Data section
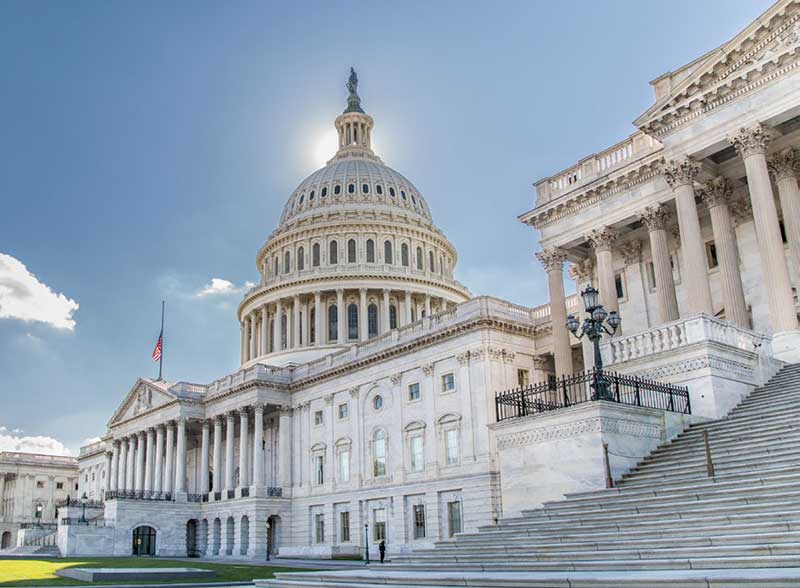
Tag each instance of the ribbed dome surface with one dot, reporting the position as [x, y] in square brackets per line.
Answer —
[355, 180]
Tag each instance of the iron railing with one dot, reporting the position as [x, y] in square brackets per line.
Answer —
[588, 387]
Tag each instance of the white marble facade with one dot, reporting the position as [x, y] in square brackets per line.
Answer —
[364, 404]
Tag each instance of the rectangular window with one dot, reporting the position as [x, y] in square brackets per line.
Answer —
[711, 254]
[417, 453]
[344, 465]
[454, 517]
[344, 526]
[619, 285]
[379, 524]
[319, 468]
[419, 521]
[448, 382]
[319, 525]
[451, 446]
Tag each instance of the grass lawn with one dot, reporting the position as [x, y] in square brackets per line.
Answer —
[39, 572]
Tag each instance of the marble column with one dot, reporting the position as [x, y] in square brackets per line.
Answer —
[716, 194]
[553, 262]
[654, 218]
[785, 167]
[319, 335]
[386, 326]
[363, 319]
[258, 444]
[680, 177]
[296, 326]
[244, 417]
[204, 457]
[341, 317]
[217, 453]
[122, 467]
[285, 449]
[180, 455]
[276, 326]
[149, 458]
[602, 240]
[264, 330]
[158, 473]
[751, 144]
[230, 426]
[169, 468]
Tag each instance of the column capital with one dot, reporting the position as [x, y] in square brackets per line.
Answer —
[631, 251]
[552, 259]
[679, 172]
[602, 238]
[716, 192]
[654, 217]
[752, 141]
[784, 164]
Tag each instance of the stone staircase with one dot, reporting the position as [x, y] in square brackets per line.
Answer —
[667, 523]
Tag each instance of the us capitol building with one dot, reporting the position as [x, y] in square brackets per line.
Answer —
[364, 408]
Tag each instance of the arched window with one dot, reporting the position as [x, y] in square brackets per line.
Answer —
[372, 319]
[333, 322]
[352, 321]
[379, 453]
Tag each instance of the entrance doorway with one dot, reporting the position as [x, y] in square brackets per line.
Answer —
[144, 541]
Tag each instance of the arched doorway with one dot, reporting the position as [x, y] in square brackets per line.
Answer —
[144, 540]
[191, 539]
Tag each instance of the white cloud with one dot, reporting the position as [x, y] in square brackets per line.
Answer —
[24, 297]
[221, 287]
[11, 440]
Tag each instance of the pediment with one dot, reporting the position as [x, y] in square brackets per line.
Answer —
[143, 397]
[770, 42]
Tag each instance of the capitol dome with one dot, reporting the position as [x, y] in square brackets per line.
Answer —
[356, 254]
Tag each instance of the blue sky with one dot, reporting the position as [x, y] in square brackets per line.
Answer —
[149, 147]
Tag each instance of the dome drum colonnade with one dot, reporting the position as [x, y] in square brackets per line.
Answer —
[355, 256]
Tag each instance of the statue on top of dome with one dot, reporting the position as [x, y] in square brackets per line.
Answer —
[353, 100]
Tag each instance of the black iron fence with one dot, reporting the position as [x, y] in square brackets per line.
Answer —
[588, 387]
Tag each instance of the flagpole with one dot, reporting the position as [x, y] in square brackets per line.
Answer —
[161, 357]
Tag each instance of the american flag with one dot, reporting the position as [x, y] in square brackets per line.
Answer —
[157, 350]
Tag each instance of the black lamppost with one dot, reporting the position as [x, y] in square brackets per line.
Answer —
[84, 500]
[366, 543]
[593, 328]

Stated goal
Copy all of the records above word for word, omitting the pictures.

Worked answer
Tag each instance of the ribbed dome surface with one dot, reporting the position as [x, y] in square brackets per line.
Answer —
[355, 180]
Tag each instance of the iron railing with one dot, reporting the position as [x, y] in square brackets per line.
Answer —
[588, 387]
Tag each instance of the white marble facade with one dot, reporting the position as [x, y] in square brackets per line.
Answer —
[364, 404]
Tag each instance of the rectangular window with one dot, reporting the position as [x, y] in square brackets per line.
Answer —
[711, 254]
[417, 453]
[344, 465]
[454, 517]
[344, 526]
[619, 285]
[379, 524]
[319, 468]
[419, 521]
[448, 382]
[319, 525]
[451, 446]
Tag each instance of the grass lawn with one dot, reporting the position as [x, y] in square brackets per line.
Answer —
[39, 572]
Tag each instance of the marble column with one dot, reporting the position as [x, y] in square brackets per line.
Answer —
[716, 194]
[553, 262]
[654, 218]
[785, 167]
[319, 335]
[386, 326]
[363, 319]
[258, 444]
[680, 177]
[296, 326]
[244, 417]
[204, 457]
[341, 317]
[217, 453]
[122, 467]
[285, 449]
[180, 455]
[276, 326]
[149, 458]
[602, 240]
[264, 330]
[158, 473]
[751, 144]
[230, 426]
[169, 468]
Tag each instance of the column capital with one dot, reporting the position as [x, y] in square brackets per line.
Answer —
[631, 251]
[552, 259]
[679, 172]
[602, 238]
[716, 192]
[654, 217]
[752, 141]
[784, 164]
Tag each instance of the stone staircase with one dot, reporting the position as [x, y] in square brackets per line.
Answer —
[667, 523]
Tag each instance of the us capitol building with one dot, reporting the position as [x, y] in square brackets per line.
Answer —
[364, 408]
Tag each instance of the arched window with one dot, reporting the position as [x, y] in square brackets per line.
Answer —
[372, 319]
[333, 322]
[352, 321]
[379, 453]
Tag each instance of the entrance doorway with one dot, reporting the position as [x, y] in square brackets per line.
Answer —
[144, 541]
Tag each instance of the arched doorway with one dot, reporting the position as [x, y] in square brackets per line.
Answer —
[144, 540]
[191, 539]
Tag each instance of the white cloud with one dot, reporting the position as [x, y] in square brackets per line.
Answer —
[24, 297]
[221, 287]
[11, 440]
Tag each instance of the pediment with one dot, reporting the position as [x, y] in square brackets per line.
Answer —
[143, 397]
[770, 42]
Tag each instance of the capitol dome with one dot, reporting the position as [x, y] in square brackets per line.
Answer —
[356, 254]
Tag each instance of the blue sky with one dot, reporting the position as [x, y] in square brackets per line.
Answer —
[149, 147]
Tag each instance of the dome drum colonnade with one dot, reporting the position as [x, y] in square brackets per line.
Answer —
[355, 256]
Tag each instance of the statue on top of dome with one dot, reporting the position as [x, y] in square brackets per line.
Answer —
[353, 100]
Tag each instance of the black iron fence with one dot, reporting the position as [x, y] in square brackets per line.
Answer —
[588, 387]
Tag each instance of the flagpole with one dot, reporting the position as [x, y] in square brackets per line.
Answer —
[161, 357]
Tag each instance of the american flag with one dot, reporting the position as [x, y] in square brackets per line.
Answer —
[157, 350]
Tag each instance of the black lamppost with one dot, reporting the position as [x, y] in square brackets per line.
Answer —
[84, 500]
[366, 543]
[593, 328]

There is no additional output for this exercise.